(Referring expression pointing data)
--

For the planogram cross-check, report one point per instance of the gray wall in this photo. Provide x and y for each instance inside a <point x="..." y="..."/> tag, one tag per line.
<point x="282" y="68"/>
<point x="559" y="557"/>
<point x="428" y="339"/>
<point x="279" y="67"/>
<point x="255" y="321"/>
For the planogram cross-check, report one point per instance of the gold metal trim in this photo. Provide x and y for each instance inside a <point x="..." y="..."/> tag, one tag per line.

--

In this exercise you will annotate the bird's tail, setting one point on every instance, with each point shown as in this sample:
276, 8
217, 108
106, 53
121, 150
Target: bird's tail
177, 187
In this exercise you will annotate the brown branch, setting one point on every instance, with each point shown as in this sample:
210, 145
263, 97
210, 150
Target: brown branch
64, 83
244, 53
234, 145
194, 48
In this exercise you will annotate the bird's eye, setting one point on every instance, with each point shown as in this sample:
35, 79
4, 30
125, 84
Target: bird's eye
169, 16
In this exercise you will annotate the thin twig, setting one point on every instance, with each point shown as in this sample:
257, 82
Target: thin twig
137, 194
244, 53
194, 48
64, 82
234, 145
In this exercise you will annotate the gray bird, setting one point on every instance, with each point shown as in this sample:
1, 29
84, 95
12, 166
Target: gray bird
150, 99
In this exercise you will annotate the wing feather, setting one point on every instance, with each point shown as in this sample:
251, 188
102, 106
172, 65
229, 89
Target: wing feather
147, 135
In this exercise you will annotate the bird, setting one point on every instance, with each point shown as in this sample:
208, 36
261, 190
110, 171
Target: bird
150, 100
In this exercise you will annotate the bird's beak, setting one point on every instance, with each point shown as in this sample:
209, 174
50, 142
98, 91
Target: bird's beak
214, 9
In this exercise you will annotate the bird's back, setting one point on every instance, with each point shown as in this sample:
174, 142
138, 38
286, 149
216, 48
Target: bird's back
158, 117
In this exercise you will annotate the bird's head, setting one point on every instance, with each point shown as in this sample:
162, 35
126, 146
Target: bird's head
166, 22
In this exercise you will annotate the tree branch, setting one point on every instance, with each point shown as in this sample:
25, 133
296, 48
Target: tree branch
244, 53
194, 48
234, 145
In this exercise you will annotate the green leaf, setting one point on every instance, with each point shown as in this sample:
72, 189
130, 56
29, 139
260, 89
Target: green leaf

--

Brief -> Look above for the line holding "In this exercise you will annotate the bird's head, setting", then set down exactly that line and every line after it up to and including the line holding "Target: green leaf", with nothing else.

Written response ->
In this exercise you will annotate the bird's head, setting one point on every instance, with each point shown as in this sample:
162, 35
126, 146
Target: bird's head
166, 22
In this exercise you will annotate the tree branch, setting one point on every instance, with each point shown as in this sample:
25, 133
296, 48
Target: tree branch
244, 53
194, 48
234, 145
In this exercise you will annotate the green leaf, setting one point on every instance, with each point shown as in this sample:
72, 189
130, 56
29, 139
260, 89
Target: green leaf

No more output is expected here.